(Task objective):
Please copy everything from the line containing "point: dusty window" down to the end of the records, renaming "bucket" to "pail" and changing nothing else. Leave the pictures out of your answer.

[Records for identifying positions]
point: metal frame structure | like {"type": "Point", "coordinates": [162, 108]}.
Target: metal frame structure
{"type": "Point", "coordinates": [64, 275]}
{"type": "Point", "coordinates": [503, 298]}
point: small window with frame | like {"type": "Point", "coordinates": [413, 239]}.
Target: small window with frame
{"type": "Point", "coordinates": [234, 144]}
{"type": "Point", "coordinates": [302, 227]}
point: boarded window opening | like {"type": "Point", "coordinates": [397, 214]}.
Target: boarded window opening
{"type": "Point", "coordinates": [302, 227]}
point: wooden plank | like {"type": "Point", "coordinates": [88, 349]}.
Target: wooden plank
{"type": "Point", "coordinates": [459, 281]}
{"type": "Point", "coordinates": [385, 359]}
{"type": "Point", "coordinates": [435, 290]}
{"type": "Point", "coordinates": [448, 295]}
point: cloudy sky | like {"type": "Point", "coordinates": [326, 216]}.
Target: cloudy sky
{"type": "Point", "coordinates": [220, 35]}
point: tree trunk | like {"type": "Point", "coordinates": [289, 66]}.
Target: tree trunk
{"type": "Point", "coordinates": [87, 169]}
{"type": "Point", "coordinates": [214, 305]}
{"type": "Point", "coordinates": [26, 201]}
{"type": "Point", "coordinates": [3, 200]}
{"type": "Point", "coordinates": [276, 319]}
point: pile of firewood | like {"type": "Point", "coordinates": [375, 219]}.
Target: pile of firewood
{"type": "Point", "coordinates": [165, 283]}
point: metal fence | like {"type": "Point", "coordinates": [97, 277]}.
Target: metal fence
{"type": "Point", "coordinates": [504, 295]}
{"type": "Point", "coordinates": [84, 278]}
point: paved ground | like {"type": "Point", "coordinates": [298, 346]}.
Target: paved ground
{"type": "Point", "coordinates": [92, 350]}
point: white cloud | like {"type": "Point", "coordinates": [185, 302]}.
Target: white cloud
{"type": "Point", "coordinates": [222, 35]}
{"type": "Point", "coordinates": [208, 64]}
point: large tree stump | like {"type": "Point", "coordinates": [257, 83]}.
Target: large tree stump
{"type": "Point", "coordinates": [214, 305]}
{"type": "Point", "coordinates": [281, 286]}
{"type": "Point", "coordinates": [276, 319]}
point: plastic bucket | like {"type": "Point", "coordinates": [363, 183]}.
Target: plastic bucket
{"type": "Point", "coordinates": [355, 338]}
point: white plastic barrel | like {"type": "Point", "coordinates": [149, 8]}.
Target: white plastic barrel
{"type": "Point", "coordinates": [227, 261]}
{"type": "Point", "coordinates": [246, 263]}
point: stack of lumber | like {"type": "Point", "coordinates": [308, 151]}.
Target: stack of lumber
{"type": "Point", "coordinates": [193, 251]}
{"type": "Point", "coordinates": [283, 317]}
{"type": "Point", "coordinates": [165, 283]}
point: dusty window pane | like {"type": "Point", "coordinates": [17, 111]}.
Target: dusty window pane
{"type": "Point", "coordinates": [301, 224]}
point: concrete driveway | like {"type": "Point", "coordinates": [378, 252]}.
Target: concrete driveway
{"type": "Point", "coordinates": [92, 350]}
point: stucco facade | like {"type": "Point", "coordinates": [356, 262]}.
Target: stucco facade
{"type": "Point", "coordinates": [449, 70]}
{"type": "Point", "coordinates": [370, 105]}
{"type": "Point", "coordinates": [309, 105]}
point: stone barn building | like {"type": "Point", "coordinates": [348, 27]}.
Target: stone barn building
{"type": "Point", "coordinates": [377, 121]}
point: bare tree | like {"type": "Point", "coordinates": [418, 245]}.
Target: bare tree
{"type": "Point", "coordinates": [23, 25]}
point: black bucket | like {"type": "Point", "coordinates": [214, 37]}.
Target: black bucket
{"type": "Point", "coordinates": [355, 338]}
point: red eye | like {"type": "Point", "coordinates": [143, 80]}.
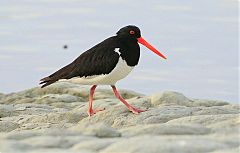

(The reply):
point: dusty window pane | like {"type": "Point", "coordinates": [17, 111]}.
Target: dusty window pane
{"type": "Point", "coordinates": [301, 224]}
point: concrete driveway | like {"type": "Point", "coordinates": [378, 252]}.
Target: concrete driveway
{"type": "Point", "coordinates": [92, 350]}
point: stucco facade | like {"type": "Point", "coordinates": [356, 262]}.
Target: stucco facade
{"type": "Point", "coordinates": [449, 70]}
{"type": "Point", "coordinates": [370, 105]}
{"type": "Point", "coordinates": [309, 105]}
point: stone barn building | like {"type": "Point", "coordinates": [348, 27]}.
Target: stone barn building
{"type": "Point", "coordinates": [377, 121]}
point: bare tree | like {"type": "Point", "coordinates": [418, 245]}.
Target: bare tree
{"type": "Point", "coordinates": [23, 25]}
point: black pail | like {"type": "Point", "coordinates": [214, 37]}.
Target: black pail
{"type": "Point", "coordinates": [355, 338]}
point: red eye | like {"type": "Point", "coordinates": [143, 80]}.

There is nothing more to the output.